→ PROBLEM DETAILS
In the article on child homelessness, how many times had Irene Sauceda transferred schools by the time she finished elementary school?

··· PAGE EXCERPT ···

Scripps Howard Foundation Wire

Published: Tuesday, October 9, 2012

Updated: Friday, May 17, 2013 13:05

homeless

Emily Wilkens / SHFWire

Rep. Don Manzullo, R-Ill., comforts Irene Sauceda, 19, after she tells the story of being homeless as a child during a briefing for the Congressional Children’s Caucus.

   WASHINGTON - When she was 5, Irene Sauceda and her mother, Yolanda, began house hopping after her parents divorced, living with friends and relatives in the San Antonio area.

They were often forced out when landlords found out that extra people were staying with their tenants or mother and daughter felt they had overstayed their welcome. One friend was evicted when the landlord discovered the Saucedas were living there.

By the time Sauceda, now 19, finished elementary school, she had transferred six times.

But according to the Department of Housing and Urban Development, the Saucedas weren’t homeless. Only those in what is considered the direst situations—living in a shelter, under a bridge or in a campground for a sustained period qualify for permanent housing assistance.

It’s all part of an ongoing debate about who should be eligible for federal housing programs. Should HUD—with a budget that was flat lined for the 2011 fiscal year—try to target only the most needy groups? Or should the pool of candidates increase to consider more people like Sauceda?
Homeless advocates are focusing on the second group of children through the Homeless Children and Youth Act. It would expand eligibility for services to 762,000 children, tripling the 350,049 children HUD served in 2010, the last year for which data is available. In the current fiscal year, 2012, HUD’s budget for homeless housing and service program was $1.9 billion.

“Those in the housing world say it’s lacking funding,” said Barbara Duffield, policy director at the National Association for the Education of Homeless Children and Youth. “They’re making the assumption families currently eligible are more in need than those who are not eligible.”

··· EXTRACTED MATERIAL ···

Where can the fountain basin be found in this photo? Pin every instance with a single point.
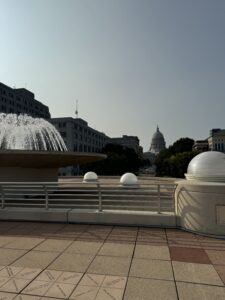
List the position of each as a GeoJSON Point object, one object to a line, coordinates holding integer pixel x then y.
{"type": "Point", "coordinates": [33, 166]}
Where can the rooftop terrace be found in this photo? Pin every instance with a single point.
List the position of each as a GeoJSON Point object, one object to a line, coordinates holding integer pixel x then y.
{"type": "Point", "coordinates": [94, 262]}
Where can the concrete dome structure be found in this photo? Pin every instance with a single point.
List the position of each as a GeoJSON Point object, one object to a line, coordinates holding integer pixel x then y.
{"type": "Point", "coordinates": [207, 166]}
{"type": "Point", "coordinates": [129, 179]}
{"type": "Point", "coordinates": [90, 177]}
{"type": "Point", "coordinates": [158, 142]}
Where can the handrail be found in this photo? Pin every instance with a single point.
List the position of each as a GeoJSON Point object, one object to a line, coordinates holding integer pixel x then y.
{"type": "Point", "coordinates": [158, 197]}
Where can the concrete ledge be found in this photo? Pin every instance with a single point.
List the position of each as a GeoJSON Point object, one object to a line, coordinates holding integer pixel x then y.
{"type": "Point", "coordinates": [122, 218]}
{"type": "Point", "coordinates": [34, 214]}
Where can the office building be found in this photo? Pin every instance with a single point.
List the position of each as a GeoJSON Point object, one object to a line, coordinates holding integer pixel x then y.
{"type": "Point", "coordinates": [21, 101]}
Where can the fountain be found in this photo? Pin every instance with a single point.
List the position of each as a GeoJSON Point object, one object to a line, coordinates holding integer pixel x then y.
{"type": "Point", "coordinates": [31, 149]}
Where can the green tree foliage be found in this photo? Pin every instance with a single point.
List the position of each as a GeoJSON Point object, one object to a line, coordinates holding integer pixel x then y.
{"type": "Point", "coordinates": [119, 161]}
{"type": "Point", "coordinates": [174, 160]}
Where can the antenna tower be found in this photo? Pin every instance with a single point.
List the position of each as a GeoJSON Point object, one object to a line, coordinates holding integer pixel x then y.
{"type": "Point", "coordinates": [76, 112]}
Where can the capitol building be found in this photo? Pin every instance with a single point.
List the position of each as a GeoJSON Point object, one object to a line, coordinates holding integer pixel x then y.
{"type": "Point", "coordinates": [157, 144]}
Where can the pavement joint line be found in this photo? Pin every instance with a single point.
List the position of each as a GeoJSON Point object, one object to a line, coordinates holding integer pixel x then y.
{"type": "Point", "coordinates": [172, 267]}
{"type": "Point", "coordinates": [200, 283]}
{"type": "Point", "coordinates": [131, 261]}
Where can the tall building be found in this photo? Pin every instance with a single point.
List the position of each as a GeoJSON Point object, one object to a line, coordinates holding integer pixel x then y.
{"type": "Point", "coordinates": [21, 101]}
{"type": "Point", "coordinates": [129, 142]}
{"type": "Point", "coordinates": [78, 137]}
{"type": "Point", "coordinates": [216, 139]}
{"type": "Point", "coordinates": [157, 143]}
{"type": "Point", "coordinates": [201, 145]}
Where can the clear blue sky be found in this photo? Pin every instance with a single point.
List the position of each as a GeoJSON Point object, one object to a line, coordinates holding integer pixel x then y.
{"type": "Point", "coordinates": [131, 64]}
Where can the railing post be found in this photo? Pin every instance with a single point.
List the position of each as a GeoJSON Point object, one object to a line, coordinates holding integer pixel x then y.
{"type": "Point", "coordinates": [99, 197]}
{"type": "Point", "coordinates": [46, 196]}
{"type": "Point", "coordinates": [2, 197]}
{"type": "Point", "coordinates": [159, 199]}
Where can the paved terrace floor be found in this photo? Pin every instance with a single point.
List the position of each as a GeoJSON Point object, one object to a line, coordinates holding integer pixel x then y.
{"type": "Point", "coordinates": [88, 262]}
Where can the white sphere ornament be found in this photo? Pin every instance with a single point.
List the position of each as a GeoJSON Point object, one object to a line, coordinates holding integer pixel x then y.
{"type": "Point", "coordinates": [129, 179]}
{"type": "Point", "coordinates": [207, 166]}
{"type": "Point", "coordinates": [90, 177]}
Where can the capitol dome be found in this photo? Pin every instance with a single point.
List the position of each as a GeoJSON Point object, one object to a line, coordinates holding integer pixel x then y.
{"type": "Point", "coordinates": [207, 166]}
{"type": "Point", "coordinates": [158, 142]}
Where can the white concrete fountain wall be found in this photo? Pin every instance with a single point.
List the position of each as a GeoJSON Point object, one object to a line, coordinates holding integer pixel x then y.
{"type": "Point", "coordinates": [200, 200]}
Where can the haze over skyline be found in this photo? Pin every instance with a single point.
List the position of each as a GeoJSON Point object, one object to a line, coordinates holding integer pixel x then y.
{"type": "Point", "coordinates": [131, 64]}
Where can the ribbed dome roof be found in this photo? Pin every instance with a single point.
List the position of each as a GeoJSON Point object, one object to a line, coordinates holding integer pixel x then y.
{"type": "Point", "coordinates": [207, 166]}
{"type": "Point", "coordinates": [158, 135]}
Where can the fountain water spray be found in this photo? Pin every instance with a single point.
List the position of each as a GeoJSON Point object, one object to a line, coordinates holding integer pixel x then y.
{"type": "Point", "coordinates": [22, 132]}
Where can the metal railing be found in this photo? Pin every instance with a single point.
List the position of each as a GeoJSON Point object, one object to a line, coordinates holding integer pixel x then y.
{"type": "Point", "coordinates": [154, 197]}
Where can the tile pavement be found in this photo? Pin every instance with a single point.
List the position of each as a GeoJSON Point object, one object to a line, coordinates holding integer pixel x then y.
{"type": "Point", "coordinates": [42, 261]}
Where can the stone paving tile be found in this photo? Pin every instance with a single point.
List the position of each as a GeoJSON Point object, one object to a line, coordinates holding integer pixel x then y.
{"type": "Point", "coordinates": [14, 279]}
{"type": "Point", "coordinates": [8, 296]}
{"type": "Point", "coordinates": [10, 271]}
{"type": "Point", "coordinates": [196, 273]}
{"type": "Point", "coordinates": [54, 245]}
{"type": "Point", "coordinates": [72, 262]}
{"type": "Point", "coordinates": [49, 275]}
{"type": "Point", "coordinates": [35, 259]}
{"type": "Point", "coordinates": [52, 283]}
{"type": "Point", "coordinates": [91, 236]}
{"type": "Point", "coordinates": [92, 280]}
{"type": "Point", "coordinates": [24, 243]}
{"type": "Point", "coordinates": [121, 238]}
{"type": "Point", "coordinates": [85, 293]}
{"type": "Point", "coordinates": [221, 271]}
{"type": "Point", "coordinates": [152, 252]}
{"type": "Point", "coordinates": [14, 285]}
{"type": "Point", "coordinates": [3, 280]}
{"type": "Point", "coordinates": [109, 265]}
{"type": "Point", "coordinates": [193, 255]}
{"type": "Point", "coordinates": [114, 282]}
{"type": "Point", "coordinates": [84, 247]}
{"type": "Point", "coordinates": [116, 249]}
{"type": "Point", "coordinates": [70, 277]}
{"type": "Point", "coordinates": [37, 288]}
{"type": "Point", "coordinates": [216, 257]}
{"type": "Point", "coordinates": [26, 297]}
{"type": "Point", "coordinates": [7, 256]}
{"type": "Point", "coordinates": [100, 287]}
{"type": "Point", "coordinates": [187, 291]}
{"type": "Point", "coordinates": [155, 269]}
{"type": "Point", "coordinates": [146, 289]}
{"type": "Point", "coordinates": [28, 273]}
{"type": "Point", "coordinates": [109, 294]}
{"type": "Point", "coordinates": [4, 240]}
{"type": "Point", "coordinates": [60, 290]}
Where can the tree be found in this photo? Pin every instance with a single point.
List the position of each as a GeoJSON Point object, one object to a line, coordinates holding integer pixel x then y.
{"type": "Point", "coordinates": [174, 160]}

···
··· EXTRACTED MATERIAL ···

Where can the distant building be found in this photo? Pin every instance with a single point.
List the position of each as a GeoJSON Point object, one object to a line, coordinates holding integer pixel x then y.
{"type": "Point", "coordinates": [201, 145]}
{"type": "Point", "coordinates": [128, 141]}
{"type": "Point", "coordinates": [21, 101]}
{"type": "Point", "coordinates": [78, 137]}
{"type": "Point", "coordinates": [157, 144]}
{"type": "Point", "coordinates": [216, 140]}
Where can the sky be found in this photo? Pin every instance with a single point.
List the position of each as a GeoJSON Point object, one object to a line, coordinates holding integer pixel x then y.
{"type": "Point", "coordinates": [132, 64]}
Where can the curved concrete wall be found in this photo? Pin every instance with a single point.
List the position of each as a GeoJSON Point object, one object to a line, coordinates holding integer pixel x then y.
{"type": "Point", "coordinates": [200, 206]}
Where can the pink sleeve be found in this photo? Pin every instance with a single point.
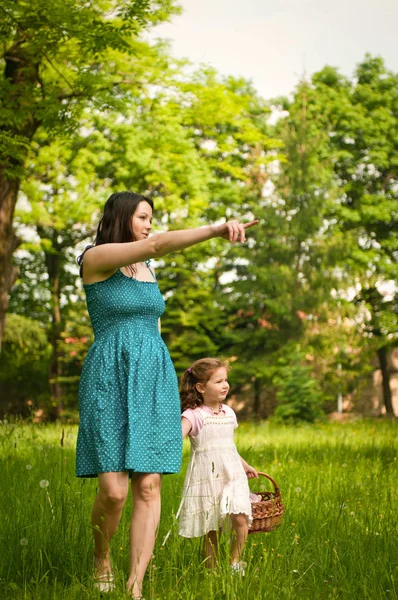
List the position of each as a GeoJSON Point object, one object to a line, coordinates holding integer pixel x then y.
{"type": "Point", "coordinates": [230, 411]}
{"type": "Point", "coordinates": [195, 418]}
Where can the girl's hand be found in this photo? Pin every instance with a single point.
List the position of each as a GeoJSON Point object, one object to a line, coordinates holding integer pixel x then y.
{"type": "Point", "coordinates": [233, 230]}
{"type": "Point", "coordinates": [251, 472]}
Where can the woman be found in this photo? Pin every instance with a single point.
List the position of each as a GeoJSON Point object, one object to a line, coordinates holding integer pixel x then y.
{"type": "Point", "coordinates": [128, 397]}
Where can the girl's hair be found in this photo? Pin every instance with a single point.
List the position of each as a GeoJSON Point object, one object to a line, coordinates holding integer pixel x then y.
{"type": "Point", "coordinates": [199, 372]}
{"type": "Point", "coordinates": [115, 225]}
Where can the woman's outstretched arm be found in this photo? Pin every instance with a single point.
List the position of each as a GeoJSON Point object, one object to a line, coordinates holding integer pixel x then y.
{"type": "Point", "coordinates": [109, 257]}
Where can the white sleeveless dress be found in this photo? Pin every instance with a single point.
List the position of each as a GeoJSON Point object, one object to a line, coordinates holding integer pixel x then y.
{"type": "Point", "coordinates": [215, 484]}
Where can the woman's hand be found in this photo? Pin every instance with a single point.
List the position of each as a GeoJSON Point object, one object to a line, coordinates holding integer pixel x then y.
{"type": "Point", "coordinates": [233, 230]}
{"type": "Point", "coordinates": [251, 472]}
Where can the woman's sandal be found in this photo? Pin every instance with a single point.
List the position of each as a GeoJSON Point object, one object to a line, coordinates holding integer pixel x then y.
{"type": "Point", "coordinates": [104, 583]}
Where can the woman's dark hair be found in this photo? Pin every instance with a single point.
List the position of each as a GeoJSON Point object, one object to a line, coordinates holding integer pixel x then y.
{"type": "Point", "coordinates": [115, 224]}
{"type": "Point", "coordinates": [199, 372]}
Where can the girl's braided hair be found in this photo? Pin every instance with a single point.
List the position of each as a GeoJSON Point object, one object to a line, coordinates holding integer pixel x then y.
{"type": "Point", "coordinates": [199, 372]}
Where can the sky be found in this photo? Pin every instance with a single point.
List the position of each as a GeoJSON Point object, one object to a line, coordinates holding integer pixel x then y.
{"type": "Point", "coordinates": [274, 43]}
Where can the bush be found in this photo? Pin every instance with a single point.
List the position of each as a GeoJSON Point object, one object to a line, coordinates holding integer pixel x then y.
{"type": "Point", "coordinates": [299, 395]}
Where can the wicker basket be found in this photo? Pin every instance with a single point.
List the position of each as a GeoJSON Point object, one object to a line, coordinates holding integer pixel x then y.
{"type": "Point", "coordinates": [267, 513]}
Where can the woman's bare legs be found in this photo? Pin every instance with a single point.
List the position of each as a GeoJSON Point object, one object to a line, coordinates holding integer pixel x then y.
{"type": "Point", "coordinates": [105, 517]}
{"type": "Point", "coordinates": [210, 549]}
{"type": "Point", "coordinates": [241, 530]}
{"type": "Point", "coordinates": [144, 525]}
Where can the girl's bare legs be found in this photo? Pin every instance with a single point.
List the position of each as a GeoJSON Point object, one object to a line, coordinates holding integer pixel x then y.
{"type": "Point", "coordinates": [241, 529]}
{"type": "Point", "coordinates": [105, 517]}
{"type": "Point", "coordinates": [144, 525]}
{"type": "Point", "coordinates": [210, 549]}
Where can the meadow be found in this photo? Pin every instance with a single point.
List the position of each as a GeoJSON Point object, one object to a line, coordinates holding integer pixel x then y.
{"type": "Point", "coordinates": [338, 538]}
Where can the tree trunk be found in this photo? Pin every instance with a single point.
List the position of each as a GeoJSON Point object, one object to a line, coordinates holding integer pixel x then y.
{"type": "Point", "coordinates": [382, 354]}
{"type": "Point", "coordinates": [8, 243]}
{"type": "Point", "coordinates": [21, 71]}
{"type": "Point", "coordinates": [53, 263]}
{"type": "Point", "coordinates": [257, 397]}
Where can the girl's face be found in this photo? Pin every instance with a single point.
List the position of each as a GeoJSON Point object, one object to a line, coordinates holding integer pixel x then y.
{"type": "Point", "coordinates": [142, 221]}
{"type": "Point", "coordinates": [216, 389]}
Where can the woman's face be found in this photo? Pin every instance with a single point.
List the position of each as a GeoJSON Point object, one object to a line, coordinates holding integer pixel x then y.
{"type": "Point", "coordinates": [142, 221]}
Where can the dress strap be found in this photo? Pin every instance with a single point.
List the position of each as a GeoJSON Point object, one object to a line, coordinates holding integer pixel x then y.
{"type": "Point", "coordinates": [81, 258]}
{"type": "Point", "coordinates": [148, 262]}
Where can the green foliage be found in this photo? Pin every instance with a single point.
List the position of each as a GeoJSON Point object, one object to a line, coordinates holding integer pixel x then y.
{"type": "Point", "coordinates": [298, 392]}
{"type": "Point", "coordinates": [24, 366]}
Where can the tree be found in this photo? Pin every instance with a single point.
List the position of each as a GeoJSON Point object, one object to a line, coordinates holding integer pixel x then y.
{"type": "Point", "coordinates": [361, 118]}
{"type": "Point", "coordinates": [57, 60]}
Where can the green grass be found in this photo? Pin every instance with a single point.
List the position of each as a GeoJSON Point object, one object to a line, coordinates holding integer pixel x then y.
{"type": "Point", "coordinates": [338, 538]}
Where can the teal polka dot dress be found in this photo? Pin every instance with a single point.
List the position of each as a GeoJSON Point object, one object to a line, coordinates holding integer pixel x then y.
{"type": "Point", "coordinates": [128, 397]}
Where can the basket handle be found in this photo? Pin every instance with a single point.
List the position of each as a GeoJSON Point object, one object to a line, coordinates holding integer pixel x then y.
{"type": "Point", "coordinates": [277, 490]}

···
··· EXTRACTED MATERIAL ···

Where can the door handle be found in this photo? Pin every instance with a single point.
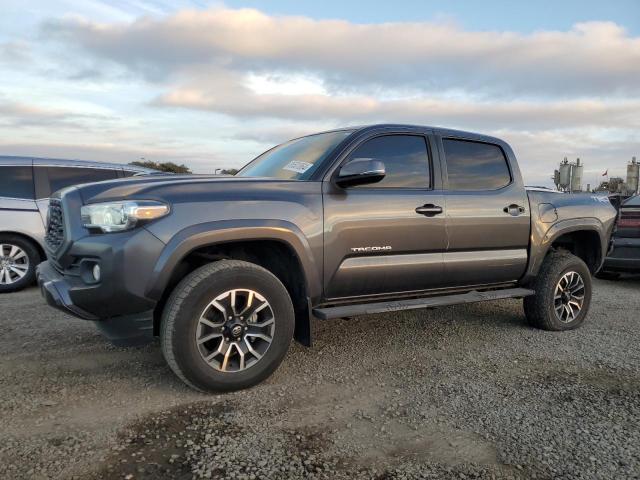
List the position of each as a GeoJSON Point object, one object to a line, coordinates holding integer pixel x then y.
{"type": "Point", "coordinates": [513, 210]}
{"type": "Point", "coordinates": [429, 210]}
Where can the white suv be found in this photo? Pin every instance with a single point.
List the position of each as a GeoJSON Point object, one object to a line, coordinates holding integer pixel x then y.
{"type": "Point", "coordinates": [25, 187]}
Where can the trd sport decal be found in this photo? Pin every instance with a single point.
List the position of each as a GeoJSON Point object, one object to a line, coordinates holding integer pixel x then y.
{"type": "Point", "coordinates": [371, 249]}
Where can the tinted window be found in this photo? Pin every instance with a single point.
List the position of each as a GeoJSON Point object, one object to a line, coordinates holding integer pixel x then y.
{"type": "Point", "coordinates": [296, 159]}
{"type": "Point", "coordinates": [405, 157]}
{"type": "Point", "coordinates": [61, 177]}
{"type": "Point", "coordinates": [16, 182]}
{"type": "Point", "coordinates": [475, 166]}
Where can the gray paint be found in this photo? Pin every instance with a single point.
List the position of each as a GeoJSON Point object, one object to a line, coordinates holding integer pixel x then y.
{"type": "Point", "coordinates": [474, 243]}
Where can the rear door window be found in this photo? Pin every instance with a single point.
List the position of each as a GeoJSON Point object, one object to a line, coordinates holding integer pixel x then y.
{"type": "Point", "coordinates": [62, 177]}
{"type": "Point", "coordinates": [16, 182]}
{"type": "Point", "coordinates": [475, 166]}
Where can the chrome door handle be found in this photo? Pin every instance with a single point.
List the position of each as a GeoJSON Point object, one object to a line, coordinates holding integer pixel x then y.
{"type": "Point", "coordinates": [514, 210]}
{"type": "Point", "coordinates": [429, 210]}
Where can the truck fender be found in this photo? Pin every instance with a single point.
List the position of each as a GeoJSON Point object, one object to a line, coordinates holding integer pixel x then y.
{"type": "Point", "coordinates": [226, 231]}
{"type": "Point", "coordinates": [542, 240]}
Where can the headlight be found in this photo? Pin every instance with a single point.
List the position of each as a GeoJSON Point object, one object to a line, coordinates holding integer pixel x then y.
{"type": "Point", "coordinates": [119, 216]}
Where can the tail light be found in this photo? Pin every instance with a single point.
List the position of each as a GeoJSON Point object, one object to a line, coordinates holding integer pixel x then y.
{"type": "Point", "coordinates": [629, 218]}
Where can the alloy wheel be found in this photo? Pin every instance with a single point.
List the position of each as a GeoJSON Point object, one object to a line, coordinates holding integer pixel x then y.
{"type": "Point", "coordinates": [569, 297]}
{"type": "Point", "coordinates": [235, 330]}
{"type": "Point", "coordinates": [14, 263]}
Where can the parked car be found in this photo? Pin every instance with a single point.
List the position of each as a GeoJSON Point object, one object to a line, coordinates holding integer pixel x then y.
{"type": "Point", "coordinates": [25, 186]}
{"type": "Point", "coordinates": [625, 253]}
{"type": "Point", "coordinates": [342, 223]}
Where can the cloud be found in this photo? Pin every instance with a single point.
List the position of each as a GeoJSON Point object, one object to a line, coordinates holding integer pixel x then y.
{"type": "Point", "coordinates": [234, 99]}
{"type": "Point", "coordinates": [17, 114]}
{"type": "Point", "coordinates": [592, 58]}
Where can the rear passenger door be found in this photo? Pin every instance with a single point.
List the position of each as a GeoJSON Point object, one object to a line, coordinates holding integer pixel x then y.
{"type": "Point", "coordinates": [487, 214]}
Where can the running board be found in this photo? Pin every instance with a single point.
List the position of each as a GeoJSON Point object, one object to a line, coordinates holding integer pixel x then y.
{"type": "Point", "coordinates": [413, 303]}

···

→ FINISHED EXERCISE
Six times.